*COMPITI DA SVOLGERE*:
1. Secondo il testo selezionato, in che anno è stato realizzato il libro di saggistica su cui chi scrive sta lavorando ora?
2. Trascrivi parola per parola il passo del testo selezionato compreso tra "Quello di Strade" e "coinvolgimento nella lettura.", estremi inclusi.

*TESTO SELEZIONATO*:
------

Quello di Strade Nascoste è stato un viaggio lungo, ma ne è valsa la pena, sia per il piacere del viaggio delle terre create accompagnati dai suoi personaggi, sia per quello che ho imparato su come migliorare lo stile, l’intreccio della trama, la caratterizzazione dei personaggi. Questo mi è stato di aiuto per le opere successive (L’Ultimo Potere, L’Ultimo Demone, la riscrittura di quello che era Non siete intoccabili e che ora è un’opera nuova), perché mi ha permesso di avere una maggiore sintesi che aiuta a mantenere un maggiore coinvolgimento nella lettura.
Parlando di altre opere che ho scritto, terminata come ho già scritto la revisione di L’ultimo potere (in attesa di risposta da parte di alcune ce, se ci sarà), adesso sto lavorando su un libro di saggistica: è un lavoro realizzato nel 2010, rimasto in attesa (sempre di risposte di ce che erano interessate al lavoro, ma che poi non se n’è fatto nulla per cambi al loro interno) e che ora ho ripreso sia per un ampliamento dei contenuti, sia per migliorare lo stile, renderlo più scorrevole e chiaro.

------

*MATERIALE FORNITO*:
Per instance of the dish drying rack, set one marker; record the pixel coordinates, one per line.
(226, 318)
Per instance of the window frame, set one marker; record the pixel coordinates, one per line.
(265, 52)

------

*SOLUZIONI DELL'ESERCIZIO*:
1. Nel 2010.

2.
Quello di Strade Nascoste è stato un viaggio lungo, ma ne è valsa la pena, sia per il piacere del viaggio delle terre create accompagnati dai suoi personaggi, sia per quello che ho imparato su come migliorare lo stile, l’intreccio della trama, la caratterizzazione dei personaggi. Questo mi è stato di aiuto per le opere successive (L’Ultimo Potere, L’Ultimo Demone, la riscrittura di quello che era Non siete intoccabili e che ora è un’opera nuova), perché mi ha permesso di avere una maggiore sintesi che aiuta a mantenere un maggiore coinvolgimento nella lettura.